▸ **EXERCISE DIRECTIONS**: Rewrite the items below, swapping every instance of "corresponding" for "matching" and keeping everything else unchanged.

▸ **Source items**:
○ ○ ○ ○ ○ ○ ○
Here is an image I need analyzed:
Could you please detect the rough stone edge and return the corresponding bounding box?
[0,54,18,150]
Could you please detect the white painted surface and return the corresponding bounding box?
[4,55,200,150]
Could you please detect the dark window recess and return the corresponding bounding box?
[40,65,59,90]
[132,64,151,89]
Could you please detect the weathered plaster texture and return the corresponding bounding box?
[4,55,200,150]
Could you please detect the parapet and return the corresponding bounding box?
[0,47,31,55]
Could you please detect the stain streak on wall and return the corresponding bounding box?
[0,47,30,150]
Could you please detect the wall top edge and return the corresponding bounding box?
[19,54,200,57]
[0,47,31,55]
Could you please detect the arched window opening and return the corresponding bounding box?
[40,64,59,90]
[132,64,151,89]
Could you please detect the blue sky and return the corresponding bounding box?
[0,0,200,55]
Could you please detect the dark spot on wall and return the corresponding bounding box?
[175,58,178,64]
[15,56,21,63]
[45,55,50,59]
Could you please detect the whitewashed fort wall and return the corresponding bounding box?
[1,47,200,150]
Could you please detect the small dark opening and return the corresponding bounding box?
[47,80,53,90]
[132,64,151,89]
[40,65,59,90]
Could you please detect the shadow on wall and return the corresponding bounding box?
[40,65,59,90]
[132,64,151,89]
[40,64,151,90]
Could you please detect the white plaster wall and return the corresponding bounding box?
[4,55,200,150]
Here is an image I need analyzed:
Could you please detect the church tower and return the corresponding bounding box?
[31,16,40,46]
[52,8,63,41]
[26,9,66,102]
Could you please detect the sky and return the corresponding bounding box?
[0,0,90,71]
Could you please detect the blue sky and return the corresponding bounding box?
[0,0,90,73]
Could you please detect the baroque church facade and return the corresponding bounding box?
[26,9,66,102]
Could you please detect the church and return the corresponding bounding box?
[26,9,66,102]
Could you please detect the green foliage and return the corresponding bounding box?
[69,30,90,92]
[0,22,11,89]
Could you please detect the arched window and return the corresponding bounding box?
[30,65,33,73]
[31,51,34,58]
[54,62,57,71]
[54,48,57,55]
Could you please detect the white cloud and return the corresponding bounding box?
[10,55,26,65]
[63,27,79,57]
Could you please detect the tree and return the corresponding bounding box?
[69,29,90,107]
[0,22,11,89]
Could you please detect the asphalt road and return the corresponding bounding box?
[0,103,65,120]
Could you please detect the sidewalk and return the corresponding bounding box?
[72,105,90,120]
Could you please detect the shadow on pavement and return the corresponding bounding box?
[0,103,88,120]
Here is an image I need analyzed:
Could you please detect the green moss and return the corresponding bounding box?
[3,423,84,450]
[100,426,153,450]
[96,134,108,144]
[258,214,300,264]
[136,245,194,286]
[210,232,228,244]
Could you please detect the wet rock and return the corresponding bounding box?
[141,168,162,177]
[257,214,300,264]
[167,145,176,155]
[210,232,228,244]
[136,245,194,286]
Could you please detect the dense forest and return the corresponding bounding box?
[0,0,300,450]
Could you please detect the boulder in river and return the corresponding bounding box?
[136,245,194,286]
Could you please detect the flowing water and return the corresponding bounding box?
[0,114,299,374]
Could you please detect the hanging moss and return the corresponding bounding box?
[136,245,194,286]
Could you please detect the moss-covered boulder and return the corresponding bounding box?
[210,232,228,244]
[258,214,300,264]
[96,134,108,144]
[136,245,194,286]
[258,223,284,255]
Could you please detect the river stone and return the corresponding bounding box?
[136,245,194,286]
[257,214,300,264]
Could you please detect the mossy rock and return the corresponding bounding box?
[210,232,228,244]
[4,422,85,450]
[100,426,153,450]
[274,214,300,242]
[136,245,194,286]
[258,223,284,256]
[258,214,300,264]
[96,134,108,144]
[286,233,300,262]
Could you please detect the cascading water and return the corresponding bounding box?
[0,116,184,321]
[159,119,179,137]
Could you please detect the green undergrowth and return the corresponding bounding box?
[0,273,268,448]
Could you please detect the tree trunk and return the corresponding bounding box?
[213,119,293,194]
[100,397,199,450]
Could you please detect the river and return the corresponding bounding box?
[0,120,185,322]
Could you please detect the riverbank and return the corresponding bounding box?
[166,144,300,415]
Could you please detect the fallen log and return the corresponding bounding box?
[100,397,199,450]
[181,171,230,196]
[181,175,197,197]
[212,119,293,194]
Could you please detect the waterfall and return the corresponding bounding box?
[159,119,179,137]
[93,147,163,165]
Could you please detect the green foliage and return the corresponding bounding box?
○ ○ ○ ○ ○ ○ ○
▸ **OUTPUT FOR THIS TASK**:
Here is an image I need analyzed:
Could you please detect the rough stone edge and return the matching bounding box?
[0,54,18,150]
Could you please detect the white painted surface and return the matching bounding box?
[4,55,200,150]
Could you please detect the dark window recess and return the matching bounding box?
[40,65,59,90]
[132,64,151,89]
Could you please detect the weathered plaster texture and return the matching bounding box?
[4,55,200,150]
Could you please detect the parapet and return the matching bounding box?
[0,47,31,55]
Could you please detect the stain streak on wall and return the matching bounding box?
[0,47,30,150]
Could you please detect the wall top edge and return the matching bounding box?
[19,54,200,57]
[0,47,31,55]
Could you please detect the arched window opening and return the matching bounding box?
[40,64,59,90]
[132,64,151,89]
Could you please detect the blue sky and return the matching bounding box?
[0,0,200,55]
Could you please detect the dark spot on wall and return the matching bounding box?
[175,58,178,64]
[15,56,21,63]
[45,55,50,59]
Could you please detect the whitewashed fort wall and return the matching bounding box?
[1,47,200,150]
Could you please detect the small dark opening and return the matching bounding box?
[47,80,53,90]
[132,64,151,89]
[40,65,59,90]
Could you please detect the shadow on wall and return the matching bounding box?
[40,65,59,90]
[132,64,151,89]
[40,64,151,90]
Could you please detect the white plaster wall and return the matching bounding box?
[4,55,200,150]
Here is an image I need analyzed:
Could you please detect the church tower and return the matching bounding box?
[31,16,40,46]
[52,8,63,41]
[26,9,66,102]
Could you please detect the sky and return the matching bounding box?
[0,0,90,71]
Could you please detect the blue sky and return the matching bounding box?
[0,0,90,73]
Could you please detect the baroque church facade and return the matching bounding box?
[26,9,66,102]
Could you please detect the church and return the matching bounding box?
[26,9,66,102]
Could you please detect the green foliage and return the matching bounding box?
[69,30,90,92]
[0,22,11,89]
Could you please detect the arched window and return the matching bounding box?
[30,65,33,73]
[31,51,34,58]
[54,62,57,71]
[54,48,57,55]
Could you please detect the white cloud and return the matching bounding box?
[10,55,26,65]
[63,27,79,57]
Could you please detect the tree and return the matching bounding box?
[69,29,90,107]
[0,22,11,89]
Could you please detect the asphalt road and return the matching bounding box?
[0,103,65,120]
Could you please detect the sidewalk and return the matching bounding box?
[72,105,90,120]
Could you please detect the shadow on pavement and return the matching bounding box?
[0,103,88,120]
Here is an image I need analyzed:
Could you please detect the green moss and return the matching bounding box?
[3,423,84,450]
[100,426,153,450]
[96,134,108,144]
[258,214,300,264]
[136,245,194,286]
[210,232,228,244]
Could you please detect the wet rock and return the matching bounding box?
[141,168,162,177]
[257,214,300,264]
[167,145,176,155]
[210,232,228,244]
[136,245,194,286]
Could you please detect the dense forest and return the matching bounding box?
[0,0,300,450]
Could you please detect the boulder in river and return the matching bounding box?
[136,245,194,286]
Could you please detect the flowing water and return the matching bounding box?
[0,114,299,374]
Could you please detect the hanging moss and return the matching bounding box?
[136,245,194,286]
Could you please detect the moss-covered boulder and return the matching bounding box?
[210,232,228,244]
[258,214,300,264]
[96,134,108,144]
[136,245,194,286]
[258,223,284,255]
Could you please detect the river stone and return the matching bounding box?
[136,245,194,286]
[257,214,300,264]
Could you please detect the mossy rock and return the matching bounding box?
[210,232,228,244]
[4,422,85,450]
[100,426,153,450]
[274,214,300,242]
[136,245,194,286]
[258,223,284,256]
[258,214,300,264]
[96,134,108,144]
[286,233,300,262]
Could you please detect the cascading water and return the matching bounding box?
[0,116,184,321]
[159,119,179,137]
Could you please detect the green undergrowth and return the matching bounding box?
[0,273,268,448]
Could you please detect the tree trunk and return the matching bounding box?
[213,119,293,194]
[100,397,199,450]
Could you please detect the river and return the matching bounding box?
[0,120,185,322]
Could you please detect the riverbank and return the matching bounding box?
[166,144,300,415]
Could you please detect the fallen log and return the matching bounding box?
[100,397,199,450]
[181,171,230,196]
[181,175,197,197]
[212,119,293,194]
Could you please detect the waterfall and return the matching bounding box?
[159,119,179,137]
[93,147,163,165]
Could you please detect the green foliage and return the matching bounding box?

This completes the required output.